• _网页节选_:
********************
流俗词源的产生大致有如下原因:一是望文生义,二是谐音讹变,三是异读讹变,四是字形讹变,五是变文生义,六是社会心理要求。
“西王母”本是古国名,《尔雅.释地》中已出现此词,郭璞注释为“昏荒之国”。但很早就被傅会成女神的名字,《穆天子传》卷三:“吉日甲子,天子宾于西王母,乃执玄圭白璧以见西王母。”郭璞注:“西王母如人,虎齿,蓬发,戴胜(胜,玉胜,一种首饰),善啸。”看来这位女神的最初形象并不美好。“西王母”在《穆天子传》中有时也作为地名出现,如“自群玉之山以西至于西王母之邦,三千里”(卷四)。到了后世神话故事、诗文、戏曲中,“西王母”被塑造成了一位美貌的女神,或省称“王母”,民间习称“王母娘娘”。“西王母”傅会成女神后,人们又杜撰出一个男神“东王公”来,《神异经.东荒经》上说:“东荒山中有大石室,东王公居焉。”或称“东皇公”(见《吴越春秋.越王阴谋外传》)。到了后世,“西王母”这一古国名已鲜为人知,而传说中的这位女神竟然在中国神话史上统治了数千年之久,家喻户晓。
沈括《梦溪笔谈》卷二十一“异事”类云:“延州天山之巅有奉国佛寺,寺庭中有一墓,世传尸毗王之墓也。尸毗王出于佛书《大智论》,言尝割身肉以饲饿鹰,至割肉尽。今天山之下有濯筋河,其县为肤施县,详‘肤施’之义,亦与尸毗王说相符。按《汉书》,肤施县乃秦县名,此时尚未有佛书,疑后世傅会县名之说。”上两例皆因望文生义而产生的流俗词源。
另外,古汉语中有一些连绵词,如果不详考其语源,仅看字面意义,也容易犯望文生义的毛病。例如“狼狈”这个复音词,古人认为狼和狈是两种动物,“狈前足绝短,每行常驾两狼,失狼则不能动,故世言事乖者称狼狈。”(3)清代学者朱起凤在其著作《词通》(卷十八)中也沿用此说,但在同书“狼狈”条下又列出“狼贝”“狼
贝”“狼跋”等条目,说解与“狼狈”无异。其实“狼狈”就是《说文》中“剌拨”“猎跋”的异写,与“狼”“狈”二字的本义全然无关。但“狼狈是两物”(4)的说法广为流传,成语“狼狈为奸”、习语“狼狈逃窜”不能说未受其影响。此外,像“犹豫”“狐疑”“首鼠”这些连绵词,也存在各种曲解其本义的流俗解释。(5)
********************
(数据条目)
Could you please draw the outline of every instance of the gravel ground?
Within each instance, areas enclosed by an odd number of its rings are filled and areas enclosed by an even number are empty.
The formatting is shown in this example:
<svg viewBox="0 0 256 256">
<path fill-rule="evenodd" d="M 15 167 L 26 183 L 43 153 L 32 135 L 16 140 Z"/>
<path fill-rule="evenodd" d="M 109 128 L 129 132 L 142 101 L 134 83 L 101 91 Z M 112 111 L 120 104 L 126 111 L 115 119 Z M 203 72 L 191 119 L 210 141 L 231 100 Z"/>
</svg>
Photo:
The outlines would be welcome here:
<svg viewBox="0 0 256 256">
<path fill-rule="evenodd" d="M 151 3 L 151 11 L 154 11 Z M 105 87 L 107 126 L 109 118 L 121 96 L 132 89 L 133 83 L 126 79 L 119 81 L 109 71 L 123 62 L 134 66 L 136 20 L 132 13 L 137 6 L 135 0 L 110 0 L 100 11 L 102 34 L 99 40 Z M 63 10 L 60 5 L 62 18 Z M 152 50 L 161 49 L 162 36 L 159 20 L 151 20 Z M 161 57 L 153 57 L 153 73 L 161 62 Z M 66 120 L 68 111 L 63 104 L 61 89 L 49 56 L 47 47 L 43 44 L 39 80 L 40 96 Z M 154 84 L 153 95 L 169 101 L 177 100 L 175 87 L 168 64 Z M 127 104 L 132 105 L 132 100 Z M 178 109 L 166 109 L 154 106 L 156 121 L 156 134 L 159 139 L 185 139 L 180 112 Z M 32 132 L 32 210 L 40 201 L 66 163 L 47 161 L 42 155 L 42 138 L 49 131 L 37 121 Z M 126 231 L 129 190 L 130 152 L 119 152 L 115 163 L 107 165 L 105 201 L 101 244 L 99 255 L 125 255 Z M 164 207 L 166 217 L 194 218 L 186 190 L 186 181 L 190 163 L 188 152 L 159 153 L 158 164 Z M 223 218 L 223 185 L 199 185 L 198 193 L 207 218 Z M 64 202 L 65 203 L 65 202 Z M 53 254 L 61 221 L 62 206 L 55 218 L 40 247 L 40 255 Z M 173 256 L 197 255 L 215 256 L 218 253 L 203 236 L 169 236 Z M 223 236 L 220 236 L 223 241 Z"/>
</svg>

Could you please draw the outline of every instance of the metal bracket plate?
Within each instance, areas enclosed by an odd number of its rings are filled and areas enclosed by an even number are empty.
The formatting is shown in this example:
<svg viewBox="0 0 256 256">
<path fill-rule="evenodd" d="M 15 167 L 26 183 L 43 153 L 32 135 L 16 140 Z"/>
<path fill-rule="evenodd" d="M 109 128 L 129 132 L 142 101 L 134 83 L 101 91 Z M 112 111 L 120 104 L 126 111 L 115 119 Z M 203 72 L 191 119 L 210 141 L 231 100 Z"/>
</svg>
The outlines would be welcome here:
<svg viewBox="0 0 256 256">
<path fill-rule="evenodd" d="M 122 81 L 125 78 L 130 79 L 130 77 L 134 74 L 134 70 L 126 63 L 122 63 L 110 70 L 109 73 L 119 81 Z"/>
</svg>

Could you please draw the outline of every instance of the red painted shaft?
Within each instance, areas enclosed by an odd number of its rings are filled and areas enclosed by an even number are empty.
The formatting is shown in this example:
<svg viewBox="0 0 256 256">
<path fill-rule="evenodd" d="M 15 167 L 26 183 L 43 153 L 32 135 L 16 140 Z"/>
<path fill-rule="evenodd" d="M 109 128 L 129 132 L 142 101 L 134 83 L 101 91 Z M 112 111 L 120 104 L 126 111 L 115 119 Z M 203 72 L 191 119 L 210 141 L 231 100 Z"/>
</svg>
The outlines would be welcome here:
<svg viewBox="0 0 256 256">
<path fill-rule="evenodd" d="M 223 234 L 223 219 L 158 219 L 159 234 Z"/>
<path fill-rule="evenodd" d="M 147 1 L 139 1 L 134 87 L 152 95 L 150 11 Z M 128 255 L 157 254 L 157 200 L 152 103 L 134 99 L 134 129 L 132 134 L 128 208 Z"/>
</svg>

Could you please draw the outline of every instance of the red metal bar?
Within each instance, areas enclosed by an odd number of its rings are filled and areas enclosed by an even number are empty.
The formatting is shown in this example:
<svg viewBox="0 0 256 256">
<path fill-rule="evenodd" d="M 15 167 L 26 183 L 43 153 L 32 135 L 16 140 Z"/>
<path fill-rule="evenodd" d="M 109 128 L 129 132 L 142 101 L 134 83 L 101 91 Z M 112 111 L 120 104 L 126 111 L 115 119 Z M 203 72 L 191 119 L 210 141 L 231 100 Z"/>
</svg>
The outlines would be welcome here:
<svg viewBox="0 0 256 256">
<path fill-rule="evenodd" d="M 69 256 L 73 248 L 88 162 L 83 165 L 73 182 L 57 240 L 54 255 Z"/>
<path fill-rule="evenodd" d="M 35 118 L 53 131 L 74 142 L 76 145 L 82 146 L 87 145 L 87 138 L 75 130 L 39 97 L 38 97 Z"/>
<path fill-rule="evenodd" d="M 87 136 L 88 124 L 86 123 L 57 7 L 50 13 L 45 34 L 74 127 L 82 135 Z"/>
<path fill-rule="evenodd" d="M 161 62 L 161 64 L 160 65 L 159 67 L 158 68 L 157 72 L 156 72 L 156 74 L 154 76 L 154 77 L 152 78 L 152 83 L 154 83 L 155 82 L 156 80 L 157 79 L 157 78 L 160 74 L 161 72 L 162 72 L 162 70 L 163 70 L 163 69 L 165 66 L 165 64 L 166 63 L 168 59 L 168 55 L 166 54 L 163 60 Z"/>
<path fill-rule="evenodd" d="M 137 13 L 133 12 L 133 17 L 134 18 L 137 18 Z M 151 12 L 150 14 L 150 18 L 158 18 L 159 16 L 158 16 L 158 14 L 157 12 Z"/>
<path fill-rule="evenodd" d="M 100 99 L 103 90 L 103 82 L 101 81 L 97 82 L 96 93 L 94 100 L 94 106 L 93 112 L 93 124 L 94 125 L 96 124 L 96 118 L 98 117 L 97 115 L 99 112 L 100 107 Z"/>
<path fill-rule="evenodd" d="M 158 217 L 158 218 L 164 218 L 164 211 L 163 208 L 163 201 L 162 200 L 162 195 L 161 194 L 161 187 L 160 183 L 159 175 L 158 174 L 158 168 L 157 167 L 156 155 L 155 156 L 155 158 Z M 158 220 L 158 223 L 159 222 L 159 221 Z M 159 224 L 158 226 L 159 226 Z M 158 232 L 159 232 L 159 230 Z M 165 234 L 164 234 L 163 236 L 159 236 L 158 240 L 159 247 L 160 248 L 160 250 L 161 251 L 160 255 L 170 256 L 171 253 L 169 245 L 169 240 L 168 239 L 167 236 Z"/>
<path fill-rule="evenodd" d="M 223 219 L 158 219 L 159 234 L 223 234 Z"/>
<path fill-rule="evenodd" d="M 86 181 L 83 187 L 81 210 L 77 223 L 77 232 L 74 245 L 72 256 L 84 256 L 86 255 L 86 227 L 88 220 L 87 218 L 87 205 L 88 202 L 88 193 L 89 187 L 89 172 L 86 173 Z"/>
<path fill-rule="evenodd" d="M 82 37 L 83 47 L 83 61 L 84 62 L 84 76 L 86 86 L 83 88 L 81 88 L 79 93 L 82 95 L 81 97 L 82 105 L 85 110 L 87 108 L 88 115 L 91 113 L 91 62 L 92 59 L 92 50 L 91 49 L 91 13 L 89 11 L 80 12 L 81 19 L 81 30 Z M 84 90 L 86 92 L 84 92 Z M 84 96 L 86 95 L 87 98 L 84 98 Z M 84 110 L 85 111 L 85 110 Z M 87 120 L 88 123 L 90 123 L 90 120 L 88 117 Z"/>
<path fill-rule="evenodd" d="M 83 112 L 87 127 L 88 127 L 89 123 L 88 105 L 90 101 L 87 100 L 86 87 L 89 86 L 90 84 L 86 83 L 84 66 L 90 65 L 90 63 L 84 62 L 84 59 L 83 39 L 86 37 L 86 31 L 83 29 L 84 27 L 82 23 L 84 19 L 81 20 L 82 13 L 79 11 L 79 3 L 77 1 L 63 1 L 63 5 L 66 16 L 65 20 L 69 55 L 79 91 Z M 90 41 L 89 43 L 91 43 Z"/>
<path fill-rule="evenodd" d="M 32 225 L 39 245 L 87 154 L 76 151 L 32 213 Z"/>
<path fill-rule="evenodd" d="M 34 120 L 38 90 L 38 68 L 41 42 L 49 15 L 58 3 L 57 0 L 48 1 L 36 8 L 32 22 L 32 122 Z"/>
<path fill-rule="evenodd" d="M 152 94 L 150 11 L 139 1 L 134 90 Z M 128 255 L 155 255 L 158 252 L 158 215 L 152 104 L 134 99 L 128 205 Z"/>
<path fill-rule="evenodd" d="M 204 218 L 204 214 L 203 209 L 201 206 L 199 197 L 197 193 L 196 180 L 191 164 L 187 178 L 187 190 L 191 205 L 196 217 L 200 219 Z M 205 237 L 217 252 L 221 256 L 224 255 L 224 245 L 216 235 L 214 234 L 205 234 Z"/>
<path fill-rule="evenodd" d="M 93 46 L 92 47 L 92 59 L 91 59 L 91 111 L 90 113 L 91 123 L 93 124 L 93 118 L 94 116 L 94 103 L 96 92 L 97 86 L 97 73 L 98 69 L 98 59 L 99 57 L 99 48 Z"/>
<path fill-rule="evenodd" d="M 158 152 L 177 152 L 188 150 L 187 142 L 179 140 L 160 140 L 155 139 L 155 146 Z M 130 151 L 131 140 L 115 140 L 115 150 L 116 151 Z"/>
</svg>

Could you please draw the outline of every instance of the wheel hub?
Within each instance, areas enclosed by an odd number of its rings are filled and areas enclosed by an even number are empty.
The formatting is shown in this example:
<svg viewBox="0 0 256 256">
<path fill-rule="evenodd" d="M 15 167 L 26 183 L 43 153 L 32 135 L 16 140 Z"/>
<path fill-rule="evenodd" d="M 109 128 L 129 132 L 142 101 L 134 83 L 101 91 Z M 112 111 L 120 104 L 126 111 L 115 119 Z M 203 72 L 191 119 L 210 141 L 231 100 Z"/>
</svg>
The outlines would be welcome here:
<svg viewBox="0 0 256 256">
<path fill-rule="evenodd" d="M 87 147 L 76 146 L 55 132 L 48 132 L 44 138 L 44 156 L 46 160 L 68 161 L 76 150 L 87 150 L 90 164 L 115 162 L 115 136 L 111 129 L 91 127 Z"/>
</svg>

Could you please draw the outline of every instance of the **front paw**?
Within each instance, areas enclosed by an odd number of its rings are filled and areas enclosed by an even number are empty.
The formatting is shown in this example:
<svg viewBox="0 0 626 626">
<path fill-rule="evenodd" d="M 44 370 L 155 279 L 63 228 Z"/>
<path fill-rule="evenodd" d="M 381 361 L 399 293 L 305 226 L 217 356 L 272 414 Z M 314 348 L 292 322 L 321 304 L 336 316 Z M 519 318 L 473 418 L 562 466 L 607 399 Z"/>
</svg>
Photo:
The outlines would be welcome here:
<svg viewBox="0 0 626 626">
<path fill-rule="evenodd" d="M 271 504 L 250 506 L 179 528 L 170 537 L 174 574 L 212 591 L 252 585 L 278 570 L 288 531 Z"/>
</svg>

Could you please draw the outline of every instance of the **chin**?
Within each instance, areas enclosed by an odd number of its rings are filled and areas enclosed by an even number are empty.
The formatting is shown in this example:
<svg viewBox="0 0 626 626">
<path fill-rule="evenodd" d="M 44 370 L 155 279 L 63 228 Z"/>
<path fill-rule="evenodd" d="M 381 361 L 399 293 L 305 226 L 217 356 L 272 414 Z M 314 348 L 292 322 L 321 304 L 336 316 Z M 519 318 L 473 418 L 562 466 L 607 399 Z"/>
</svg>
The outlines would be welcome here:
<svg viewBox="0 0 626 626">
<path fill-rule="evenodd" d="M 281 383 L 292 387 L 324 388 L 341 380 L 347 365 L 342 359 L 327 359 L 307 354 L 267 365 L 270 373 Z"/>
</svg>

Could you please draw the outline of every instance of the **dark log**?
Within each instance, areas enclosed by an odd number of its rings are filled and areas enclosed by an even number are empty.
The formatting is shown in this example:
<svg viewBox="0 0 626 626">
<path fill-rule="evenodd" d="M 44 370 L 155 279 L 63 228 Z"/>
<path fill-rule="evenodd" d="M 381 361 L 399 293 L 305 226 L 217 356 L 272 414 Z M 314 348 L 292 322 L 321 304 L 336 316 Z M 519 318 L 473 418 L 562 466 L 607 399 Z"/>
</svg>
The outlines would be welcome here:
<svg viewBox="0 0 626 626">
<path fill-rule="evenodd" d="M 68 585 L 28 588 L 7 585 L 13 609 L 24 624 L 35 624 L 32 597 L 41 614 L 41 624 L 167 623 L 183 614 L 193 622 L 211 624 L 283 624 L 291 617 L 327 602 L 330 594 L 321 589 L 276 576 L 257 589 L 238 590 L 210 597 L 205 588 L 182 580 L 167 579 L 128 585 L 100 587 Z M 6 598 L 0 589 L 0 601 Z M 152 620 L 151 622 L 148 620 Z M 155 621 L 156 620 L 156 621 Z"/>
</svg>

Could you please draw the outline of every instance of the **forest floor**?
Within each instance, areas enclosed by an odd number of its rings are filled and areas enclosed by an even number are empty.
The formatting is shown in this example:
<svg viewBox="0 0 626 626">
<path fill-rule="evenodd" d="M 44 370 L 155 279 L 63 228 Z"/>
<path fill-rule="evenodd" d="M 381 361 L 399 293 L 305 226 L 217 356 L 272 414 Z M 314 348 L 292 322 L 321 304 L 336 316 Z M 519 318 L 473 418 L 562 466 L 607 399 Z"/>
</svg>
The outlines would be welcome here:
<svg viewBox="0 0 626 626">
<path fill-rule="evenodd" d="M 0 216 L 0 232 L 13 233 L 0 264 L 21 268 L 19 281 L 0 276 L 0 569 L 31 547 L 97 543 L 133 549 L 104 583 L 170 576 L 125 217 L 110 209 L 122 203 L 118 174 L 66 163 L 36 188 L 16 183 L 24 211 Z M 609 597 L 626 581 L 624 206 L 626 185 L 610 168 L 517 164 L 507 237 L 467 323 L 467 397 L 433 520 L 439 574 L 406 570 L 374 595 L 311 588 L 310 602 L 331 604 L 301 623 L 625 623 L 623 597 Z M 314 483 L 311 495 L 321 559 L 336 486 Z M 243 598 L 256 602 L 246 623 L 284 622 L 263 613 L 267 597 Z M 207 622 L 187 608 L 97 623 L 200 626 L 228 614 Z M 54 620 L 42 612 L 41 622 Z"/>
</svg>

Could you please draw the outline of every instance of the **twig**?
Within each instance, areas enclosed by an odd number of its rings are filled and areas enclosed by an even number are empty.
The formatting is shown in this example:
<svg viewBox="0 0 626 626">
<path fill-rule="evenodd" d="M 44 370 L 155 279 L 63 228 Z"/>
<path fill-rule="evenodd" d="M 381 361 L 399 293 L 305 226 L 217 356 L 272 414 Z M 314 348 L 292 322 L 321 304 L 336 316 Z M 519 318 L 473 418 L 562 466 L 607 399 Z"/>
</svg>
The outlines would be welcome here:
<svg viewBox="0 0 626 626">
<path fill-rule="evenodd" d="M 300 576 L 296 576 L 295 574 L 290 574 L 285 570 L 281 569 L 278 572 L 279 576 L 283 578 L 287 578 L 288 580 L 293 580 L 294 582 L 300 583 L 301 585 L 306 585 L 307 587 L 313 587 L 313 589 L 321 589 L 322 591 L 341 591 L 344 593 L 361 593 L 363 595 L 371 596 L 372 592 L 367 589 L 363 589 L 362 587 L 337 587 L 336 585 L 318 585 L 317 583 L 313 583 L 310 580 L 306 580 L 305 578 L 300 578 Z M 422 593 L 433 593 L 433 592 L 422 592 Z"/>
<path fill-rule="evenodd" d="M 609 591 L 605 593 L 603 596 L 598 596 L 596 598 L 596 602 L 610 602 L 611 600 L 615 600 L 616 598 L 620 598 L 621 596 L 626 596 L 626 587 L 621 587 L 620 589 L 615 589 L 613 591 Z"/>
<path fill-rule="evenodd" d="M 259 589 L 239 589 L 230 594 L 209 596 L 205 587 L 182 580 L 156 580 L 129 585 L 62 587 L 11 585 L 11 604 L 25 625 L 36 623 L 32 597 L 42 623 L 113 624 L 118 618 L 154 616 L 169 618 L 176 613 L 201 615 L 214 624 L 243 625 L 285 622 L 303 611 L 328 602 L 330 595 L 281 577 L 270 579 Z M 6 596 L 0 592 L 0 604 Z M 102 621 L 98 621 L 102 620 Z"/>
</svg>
********************
• _任务说明_: 接着这段讲流俗词源的节选往下写，从最后一句之后开始续写。 上面这些材料与此处的要求无关。

• _回答_:
《史记.齐太公世家》上说:周文王将出猎,先占卜,卜辞曰:“所获非龙非彲(通‘螭’字),非虎非罴,所获霸王之辅。”后来果然在渭水之阳遇到吕尚(姜太公)。《宋书.符瑞志》上、《后汉书.崔骃传》注引《史记》均作“非熊非罴”,后人讹“非”为“飞”,以卜猎为占梦,遂有“飞熊入梦”的传说。元代张鸣善小令《水仙子.讥时》云:“两头蛇南阳卧龙,三脚猫渭水飞熊。”这是因谐音讹变而产生的流俗词源。
有时谐音讹变不必改变其字,只要理解成另外的意义就行了。《诗.小雅.大田》:“既坚既好,不稂不莠。”只生禾穗而谷实不充者叫“稂”(láng),“莠”(yòu)是一种叶穗似禾的草。“不稂不莠”本义是指田中没有稂莠等物,正是丰收的景象。后来“不稂不莠”谐音读成“不郎不秀”(元代称呼人时,常以郎、官、秀等表明其身份地位),是说人的能力或才学不高不低,不伦不类,没出息。明代毕魏《竹叶舟.收秀》传奇:“一身无室无家,半世不稂不莠。”《红楼梦》八十四回:“第一要他自己学好才好,不然,不稂不莠的,反倒耽误了人家的女孩儿,岂不可惜?”这是谐其音而异其义,褒义词讹变成了贬义词。
《诗.周南.桃夭》中有“桃之夭夭”句,“夭夭”是形容桃花的美艳。后世以“桃”谐音为“逃”,戏言逃亡不知所往。《醒世恒言》三《卖油郎独占花魁》:“将店中资本席卷,双双的桃之夭夭,不知去向。”今通写作“逃之夭夭”。这也是谐音讹变产生的流俗词源。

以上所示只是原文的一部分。